%%

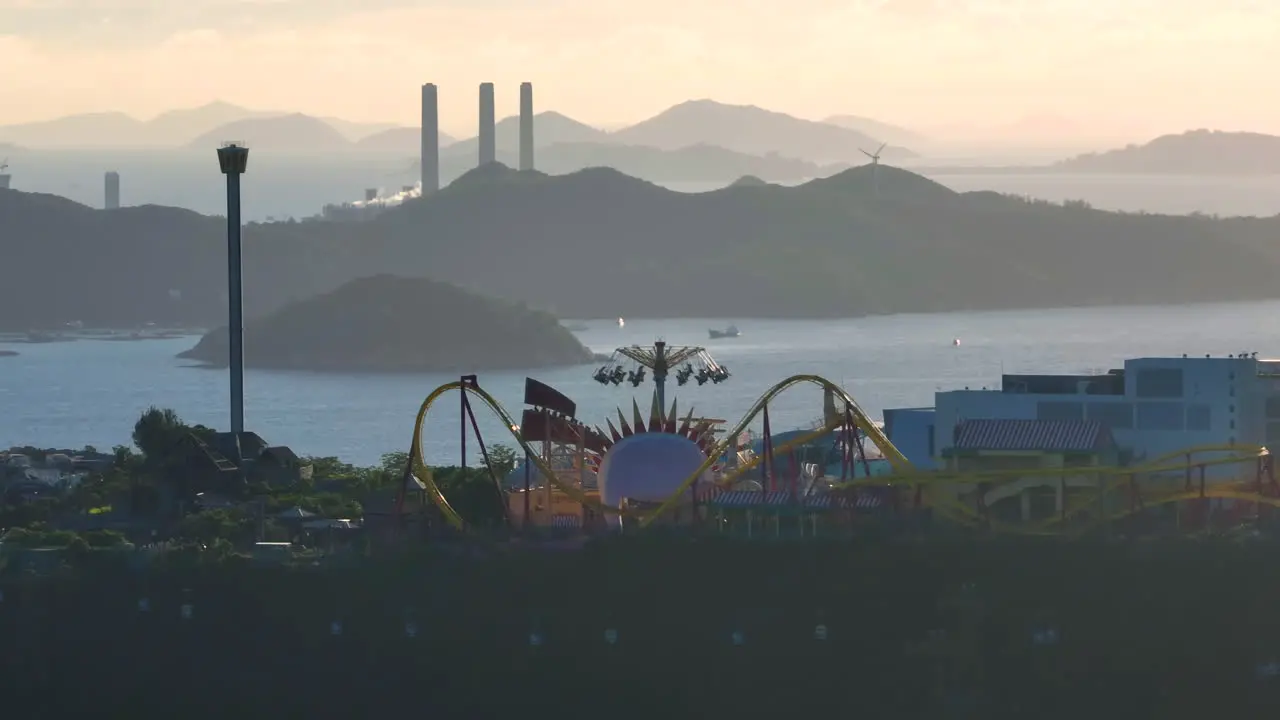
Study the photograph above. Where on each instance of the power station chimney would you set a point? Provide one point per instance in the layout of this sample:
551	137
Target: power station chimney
112	190
488	153
526	126
430	158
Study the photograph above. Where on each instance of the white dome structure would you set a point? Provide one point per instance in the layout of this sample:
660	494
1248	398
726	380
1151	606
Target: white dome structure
649	468
649	461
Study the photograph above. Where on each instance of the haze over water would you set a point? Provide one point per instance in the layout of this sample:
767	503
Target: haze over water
71	395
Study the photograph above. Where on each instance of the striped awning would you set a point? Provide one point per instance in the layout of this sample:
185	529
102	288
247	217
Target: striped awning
1036	436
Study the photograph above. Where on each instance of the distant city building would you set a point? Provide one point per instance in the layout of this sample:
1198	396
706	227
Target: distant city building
112	191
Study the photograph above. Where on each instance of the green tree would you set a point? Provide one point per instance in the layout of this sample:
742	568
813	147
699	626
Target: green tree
502	460
156	432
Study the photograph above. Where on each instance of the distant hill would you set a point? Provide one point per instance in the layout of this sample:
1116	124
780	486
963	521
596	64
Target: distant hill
754	131
361	328
286	133
883	132
403	141
1194	153
355	132
608	245
696	163
549	128
173	128
178	127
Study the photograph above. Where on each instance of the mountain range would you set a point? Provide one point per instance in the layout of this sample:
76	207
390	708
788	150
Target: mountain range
1193	153
864	241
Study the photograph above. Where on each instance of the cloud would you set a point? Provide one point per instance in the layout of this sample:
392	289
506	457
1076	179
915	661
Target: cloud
618	59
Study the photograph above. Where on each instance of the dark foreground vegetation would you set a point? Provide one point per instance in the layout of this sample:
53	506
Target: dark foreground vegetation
914	629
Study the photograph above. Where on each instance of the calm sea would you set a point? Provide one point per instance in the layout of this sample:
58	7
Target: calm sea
87	392
289	186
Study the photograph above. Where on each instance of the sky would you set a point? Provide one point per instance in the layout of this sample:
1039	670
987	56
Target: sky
1110	67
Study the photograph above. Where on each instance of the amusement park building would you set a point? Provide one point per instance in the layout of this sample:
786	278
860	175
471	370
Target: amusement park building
1153	406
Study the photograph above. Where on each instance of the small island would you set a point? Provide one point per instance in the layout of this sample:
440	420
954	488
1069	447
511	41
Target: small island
396	324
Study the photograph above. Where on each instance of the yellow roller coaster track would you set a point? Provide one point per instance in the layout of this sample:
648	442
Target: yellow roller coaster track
929	483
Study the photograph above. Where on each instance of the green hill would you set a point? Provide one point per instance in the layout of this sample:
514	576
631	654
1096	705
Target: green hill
392	324
1193	153
602	244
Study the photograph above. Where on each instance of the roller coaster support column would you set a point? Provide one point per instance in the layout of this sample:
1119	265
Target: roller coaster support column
767	469
469	415
528	463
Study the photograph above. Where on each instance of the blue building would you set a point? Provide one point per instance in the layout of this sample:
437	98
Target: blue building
1152	408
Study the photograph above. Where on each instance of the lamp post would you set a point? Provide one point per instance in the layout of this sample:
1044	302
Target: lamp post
233	160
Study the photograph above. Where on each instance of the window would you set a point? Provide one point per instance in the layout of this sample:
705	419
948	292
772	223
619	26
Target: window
1059	410
1272	408
1198	418
1159	382
1160	417
1115	415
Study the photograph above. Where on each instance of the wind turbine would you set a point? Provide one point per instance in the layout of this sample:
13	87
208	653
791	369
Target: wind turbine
874	158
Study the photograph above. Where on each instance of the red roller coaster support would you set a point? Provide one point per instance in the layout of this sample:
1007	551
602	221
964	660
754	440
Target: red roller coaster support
767	449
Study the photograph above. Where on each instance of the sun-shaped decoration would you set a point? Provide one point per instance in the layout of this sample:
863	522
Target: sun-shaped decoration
699	432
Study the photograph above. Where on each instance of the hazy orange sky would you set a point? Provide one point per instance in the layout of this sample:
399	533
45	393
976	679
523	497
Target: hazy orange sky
1111	65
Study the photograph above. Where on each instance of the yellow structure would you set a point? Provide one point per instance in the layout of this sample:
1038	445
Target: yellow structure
999	472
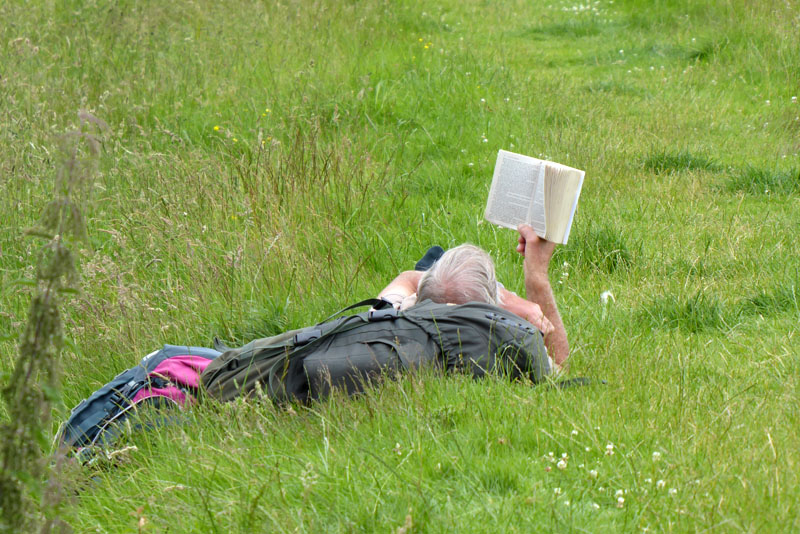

%%

# [Task to carry out]
Nothing but the records above, exact and without pictures, should appear in the answer.

# [Response to this exercise]
Study the photograph above. Where on each instance of the power station chimney would you set a point? Provide one point per instance in the layout of this sample:
551	137
Target: power station chimney
112	190
488	153
526	126
430	158
Study the photograph above. Where on each instance of the white dome structure would you set a point? Provide one point per instance in the layout of this sample:
660	494
1248	398
726	380
1151	606
Target: white dome structure
649	468
649	461
Study the photograph above. Where on each instance of the haze over water would you set a point? Provide one point per instance in the layout of this sample:
767	503
Target: haze over water
71	395
Study the photograph above. Where on each instance of the striped awning would you set a point? Provide one point per instance in the layout of this sample:
185	529
102	288
247	217
Target: striped awning
1036	436
Study the photograph above. Where on each instance of the distant city building would you set a point? Provide one point per instance in the layout of this sample:
1198	396
706	227
Target: distant city building
112	191
Study the photograph above. Where on each instance of the green tree would you set a point? Provide one point per instance in the layout of this sample:
742	568
813	147
699	626
Target: green tree
502	460
156	432
Study the photograph above. Where on each instance of the distant hill would you set a point? Provide one point per instance in the layout of this sample:
1116	124
780	486
963	521
596	64
Target: distant hill
754	131
361	328
286	133
883	132
403	141
1194	153
355	132
608	245
696	163
549	128
173	128
178	127
Study the photograph above. Where on each instance of the mountain range would you set a point? Provide one point per instance in the layout of this sample:
76	207
390	708
788	150
Target: mountain range
1193	153
864	241
Study the photograph above. Where on each instance of the cloud would you set a point? Provide one point per instance in the layout of this sample:
392	289
506	457
1076	179
915	661
Target: cloud
618	59
Study the photograph above. Where on each instance of the dark foreground vegetation would you set a point? Provide one point per instance in the layout of this sample:
53	506
Target: dark foreground vegetation
914	629
Study the photograph above. Where on each instance of the calm sea would you set a point? Provide one point per instance in the layout of this sample:
58	7
Target: calm sea
87	392
289	186
Study the photograph above. Where on each instance of the sky would you set a point? Provide one point per instance in the layout of this sample:
1039	670
987	56
Target: sky
1110	67
Study the photograph above. Where on each instance of the amusement park building would you set a point? Provide one point per instance in the layout of this sample:
786	278
860	175
471	370
Target: amusement park building
1153	406
Study the photograph above. Where on each instance of the small island would you set a point? Provide one point per instance in the layout of this sample:
440	420
954	488
1069	447
511	41
Target: small island
396	324
Study the photograph above. Where on each instance of the yellow roller coaster track would you set a point? Provide one point per instance in the layout of this sample:
648	442
Target: yellow roller coaster track
929	483
Study the photograph above. Where on each instance of the green hill would you set a point? Provide one point per instance in the layout of this sample:
514	576
631	654
1096	705
Target: green hill
392	324
1193	153
602	244
Study the photograph above. Where on each instance of the roller coaster support column would you set a point? Provide one point per instance in the layout of this sample:
1119	265
Target: roller coaster support column
767	469
469	415
528	463
Study the photograph above. Where on each instance of the blue building would you set a point? Provide one point per instance in the layout of this sample:
437	98
Target: blue building
1152	408
Study the photograph above. Where on each instance of the lamp post would you set a point? Provide one point per instance in the layout of this sample:
1044	302
Target: lamp post
233	160
Study the photograph above. Where on each instance of the window would you set a point? Provide one point per instance in the layout of this sample:
705	419
948	292
772	223
619	26
Target: window
1059	410
1272	408
1198	418
1159	382
1160	417
1115	415
Study the photograph above. Where on each instance of the wind turbine would you set a point? Provide one point per instance in the layout of this sample:
13	87
208	653
791	369
Target: wind turbine
874	158
Study the photograph above. Where on each instance of the red roller coaster support would you set a point? Provide one point per instance in the layout of this sample:
1007	551
602	221
964	660
754	440
Target: red roller coaster support
767	449
Study the photograph above. Where on each instance of the sun-shaped decoration would you set a point? Provide one point per instance in the layout of this sample:
863	522
Target: sun-shaped decoration
699	432
Study the photograph above. Where on each instance of the hazy orange sky would you set a point? Provide one point per instance in the layout of this sample:
399	533
45	393
976	679
523	497
Target: hazy orange sky
1111	65
Study the photograph above. Where on each instance of the yellow structure would you set a point? Provide one point per instance in the layout of this sample:
1038	445
Target: yellow structure
999	472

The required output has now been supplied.